───── Document passage ─────
Bingodisk and Strongspace: What Happened?

We have had a fantastic beginning to the year at Joyent. Our revenue continues to grow quickly. We have been gaining new Accelerator customers at a record pace. The Facebook deal is dramatically increasing the size of the Joyent community and is already paying off handsomely as successful start-ups upgrade their Accelerators to serving millions of pages to millions of users. The biggest Facebook application running on Joyent Accelerators now serves over 700 million pages per month. Yes, 700 million.

While the commercial grade Accelerator products have been growing faster than ever, two of our smaller, “prosumer” products hit a serious road-bump.
─────
> [Task to complete]: Go on with the Joyent post about the Bingodisk and Strongspace trouble from the point where it stops. The records play no part in this.
───── Record list ─────
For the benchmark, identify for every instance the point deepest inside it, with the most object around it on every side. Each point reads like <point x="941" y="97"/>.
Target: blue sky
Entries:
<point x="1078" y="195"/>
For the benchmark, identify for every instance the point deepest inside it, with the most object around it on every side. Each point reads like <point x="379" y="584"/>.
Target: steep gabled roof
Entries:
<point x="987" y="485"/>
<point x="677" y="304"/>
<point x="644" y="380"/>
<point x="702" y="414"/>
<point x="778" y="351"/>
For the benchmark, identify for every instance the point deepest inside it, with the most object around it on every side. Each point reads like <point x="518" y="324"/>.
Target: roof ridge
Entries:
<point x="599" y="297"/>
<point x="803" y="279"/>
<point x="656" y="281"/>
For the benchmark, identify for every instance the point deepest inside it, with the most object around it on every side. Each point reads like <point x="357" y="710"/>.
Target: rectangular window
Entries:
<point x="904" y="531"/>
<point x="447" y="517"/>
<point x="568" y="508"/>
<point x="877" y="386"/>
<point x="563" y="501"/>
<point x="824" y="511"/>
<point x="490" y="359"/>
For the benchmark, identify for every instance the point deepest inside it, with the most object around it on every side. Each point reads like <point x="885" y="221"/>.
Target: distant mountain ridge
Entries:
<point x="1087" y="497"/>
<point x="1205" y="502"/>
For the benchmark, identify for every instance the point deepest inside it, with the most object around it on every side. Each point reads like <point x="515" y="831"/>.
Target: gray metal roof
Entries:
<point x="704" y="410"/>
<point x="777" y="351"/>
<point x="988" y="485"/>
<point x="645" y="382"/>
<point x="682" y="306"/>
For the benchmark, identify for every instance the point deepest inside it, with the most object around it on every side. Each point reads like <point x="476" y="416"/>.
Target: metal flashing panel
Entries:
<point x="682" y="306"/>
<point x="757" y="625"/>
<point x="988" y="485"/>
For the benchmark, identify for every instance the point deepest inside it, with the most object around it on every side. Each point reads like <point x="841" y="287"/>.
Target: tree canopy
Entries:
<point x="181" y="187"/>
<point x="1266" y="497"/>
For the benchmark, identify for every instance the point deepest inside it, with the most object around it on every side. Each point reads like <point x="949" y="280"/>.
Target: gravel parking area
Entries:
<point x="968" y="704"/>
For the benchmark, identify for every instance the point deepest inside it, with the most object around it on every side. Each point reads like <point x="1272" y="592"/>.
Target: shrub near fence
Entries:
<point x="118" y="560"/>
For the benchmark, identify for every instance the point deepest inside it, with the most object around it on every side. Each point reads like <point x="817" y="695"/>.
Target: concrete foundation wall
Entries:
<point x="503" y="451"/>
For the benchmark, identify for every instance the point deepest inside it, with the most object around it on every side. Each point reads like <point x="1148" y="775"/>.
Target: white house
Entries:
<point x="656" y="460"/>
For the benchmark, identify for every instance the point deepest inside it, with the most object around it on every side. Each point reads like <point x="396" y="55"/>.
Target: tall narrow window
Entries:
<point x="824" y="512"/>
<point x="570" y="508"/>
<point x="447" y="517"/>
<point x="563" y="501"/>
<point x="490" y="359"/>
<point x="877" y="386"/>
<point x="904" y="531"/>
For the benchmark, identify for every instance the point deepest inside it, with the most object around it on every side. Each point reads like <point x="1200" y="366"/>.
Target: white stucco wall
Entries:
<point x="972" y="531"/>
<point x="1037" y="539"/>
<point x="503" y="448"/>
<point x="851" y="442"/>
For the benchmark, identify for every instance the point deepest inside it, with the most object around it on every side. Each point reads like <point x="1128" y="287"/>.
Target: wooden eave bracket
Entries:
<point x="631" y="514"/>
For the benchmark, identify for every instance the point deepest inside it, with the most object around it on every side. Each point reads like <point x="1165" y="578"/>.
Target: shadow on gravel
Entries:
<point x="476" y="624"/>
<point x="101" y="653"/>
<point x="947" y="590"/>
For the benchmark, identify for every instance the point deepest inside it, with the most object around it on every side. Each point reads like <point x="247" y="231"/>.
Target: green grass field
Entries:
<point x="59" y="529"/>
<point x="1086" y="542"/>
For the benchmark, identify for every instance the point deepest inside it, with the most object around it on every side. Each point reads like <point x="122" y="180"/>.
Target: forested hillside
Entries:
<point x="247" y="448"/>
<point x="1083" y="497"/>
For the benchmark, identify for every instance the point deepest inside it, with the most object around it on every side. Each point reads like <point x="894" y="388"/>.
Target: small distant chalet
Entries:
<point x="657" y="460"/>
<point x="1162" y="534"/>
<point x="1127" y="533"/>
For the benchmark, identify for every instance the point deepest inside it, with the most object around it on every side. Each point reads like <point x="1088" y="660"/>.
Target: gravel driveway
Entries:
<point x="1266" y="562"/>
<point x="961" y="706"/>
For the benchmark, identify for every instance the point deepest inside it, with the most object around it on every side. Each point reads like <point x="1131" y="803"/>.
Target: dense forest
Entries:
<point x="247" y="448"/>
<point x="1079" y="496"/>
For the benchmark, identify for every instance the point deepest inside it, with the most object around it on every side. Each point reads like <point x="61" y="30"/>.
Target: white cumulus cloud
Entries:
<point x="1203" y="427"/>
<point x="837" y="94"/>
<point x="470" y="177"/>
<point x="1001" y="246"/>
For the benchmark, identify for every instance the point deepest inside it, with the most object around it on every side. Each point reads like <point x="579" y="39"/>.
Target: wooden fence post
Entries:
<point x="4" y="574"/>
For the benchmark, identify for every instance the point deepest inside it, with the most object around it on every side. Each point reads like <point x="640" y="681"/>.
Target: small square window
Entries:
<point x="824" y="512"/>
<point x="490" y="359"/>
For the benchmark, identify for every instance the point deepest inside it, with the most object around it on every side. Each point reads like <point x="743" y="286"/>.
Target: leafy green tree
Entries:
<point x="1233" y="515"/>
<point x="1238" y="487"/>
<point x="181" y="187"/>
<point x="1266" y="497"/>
─────
───── Record list ─────
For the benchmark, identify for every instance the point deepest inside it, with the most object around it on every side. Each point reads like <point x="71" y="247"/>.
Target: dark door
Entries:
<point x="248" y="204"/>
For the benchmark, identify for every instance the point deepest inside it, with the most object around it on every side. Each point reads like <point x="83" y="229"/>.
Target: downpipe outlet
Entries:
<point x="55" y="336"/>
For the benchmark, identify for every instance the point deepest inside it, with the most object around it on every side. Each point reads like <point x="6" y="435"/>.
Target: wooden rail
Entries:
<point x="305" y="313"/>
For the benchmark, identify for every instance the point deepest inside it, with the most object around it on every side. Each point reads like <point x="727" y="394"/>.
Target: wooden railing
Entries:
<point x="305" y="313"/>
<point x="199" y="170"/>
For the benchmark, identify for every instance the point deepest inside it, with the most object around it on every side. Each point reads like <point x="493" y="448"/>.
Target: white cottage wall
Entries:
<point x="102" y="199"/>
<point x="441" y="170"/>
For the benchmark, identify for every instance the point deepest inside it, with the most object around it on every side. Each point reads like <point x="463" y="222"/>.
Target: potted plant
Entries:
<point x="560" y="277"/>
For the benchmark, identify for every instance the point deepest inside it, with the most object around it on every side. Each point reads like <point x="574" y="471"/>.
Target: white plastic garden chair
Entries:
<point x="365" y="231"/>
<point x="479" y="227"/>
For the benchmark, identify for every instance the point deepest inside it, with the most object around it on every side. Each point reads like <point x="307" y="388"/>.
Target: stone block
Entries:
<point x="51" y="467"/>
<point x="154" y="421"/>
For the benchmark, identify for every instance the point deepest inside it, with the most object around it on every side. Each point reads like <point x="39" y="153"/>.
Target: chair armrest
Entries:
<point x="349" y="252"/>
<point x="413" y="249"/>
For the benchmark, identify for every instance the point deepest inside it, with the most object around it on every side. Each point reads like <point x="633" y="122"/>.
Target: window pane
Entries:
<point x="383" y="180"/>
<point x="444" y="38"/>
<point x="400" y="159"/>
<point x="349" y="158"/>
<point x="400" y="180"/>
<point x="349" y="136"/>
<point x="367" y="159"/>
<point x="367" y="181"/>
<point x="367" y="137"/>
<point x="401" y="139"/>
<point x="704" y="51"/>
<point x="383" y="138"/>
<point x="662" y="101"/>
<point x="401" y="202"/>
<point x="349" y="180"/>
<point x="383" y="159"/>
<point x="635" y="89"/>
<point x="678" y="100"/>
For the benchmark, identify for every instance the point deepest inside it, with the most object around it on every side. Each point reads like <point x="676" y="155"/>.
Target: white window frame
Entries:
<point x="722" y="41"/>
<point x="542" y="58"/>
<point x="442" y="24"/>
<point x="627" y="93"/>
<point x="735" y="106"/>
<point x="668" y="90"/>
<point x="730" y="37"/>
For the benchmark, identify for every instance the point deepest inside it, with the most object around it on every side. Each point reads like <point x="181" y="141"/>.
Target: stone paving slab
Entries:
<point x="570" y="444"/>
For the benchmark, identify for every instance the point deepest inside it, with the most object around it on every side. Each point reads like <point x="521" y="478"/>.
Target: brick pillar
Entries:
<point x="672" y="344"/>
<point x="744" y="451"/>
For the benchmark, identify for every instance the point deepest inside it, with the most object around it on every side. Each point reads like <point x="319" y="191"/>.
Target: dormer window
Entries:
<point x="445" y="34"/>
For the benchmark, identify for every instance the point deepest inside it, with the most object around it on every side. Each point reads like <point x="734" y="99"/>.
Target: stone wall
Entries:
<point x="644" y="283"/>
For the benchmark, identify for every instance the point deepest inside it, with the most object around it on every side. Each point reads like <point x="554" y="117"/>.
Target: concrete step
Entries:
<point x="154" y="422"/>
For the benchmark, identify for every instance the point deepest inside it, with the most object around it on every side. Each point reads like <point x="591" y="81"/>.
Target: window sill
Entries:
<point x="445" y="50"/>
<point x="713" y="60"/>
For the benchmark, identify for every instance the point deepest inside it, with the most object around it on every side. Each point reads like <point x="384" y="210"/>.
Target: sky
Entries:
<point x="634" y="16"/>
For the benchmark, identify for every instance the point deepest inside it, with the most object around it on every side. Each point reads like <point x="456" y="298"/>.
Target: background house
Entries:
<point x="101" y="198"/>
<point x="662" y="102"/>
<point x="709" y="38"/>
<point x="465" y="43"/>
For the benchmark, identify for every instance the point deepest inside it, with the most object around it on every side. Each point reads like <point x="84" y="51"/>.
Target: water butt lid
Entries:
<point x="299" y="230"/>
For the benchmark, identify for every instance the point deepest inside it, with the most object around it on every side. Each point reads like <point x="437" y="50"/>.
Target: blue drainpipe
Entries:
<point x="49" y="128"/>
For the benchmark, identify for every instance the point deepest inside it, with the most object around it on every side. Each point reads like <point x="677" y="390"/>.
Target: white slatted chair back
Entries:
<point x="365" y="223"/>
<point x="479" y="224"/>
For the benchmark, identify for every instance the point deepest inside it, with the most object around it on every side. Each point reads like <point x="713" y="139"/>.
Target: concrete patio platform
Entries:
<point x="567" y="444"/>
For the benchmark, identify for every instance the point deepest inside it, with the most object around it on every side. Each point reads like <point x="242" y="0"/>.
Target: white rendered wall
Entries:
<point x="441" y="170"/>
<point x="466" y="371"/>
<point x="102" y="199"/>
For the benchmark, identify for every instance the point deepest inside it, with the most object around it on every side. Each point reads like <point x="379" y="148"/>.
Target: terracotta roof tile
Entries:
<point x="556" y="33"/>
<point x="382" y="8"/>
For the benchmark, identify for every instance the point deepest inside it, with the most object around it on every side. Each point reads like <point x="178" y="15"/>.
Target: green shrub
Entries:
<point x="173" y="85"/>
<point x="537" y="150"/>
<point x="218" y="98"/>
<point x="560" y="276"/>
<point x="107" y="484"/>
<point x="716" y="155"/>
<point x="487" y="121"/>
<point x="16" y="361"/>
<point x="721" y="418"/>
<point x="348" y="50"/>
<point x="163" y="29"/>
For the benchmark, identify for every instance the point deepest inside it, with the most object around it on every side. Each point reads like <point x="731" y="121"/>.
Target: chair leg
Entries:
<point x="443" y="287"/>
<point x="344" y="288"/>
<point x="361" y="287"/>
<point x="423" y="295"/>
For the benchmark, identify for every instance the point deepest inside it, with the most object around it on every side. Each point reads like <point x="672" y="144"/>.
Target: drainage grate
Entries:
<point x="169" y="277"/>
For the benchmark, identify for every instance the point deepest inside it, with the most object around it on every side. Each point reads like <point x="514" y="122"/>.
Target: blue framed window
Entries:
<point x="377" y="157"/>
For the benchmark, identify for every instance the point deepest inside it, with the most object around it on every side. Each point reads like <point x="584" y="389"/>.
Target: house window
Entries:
─────
> [The result]:
Ten days of downtime

The past 10 days have not been the best days at Joyent. Bingodisk and Strongspace went off-line 12 Saturday. Bingodisk service was restored eight days later on 19 January. Strongspace limped back into service late 21 January, nearly ten days after it went off-line. Customers of these services are rightly outraged by the outage. While Strongspace and Bingodisk represent a very small fraction of Joyent’s entire infrastructure, we understand how critical it is to many of you, and have been working and investing many, many hours to bring these services back on-line as expeditiously as possible. I apologize for the outages.

In this post I would like to report on what happened, how Joyent plans to compensate our customers, and what we plan to do in the future with Strongspace and Bingodisk.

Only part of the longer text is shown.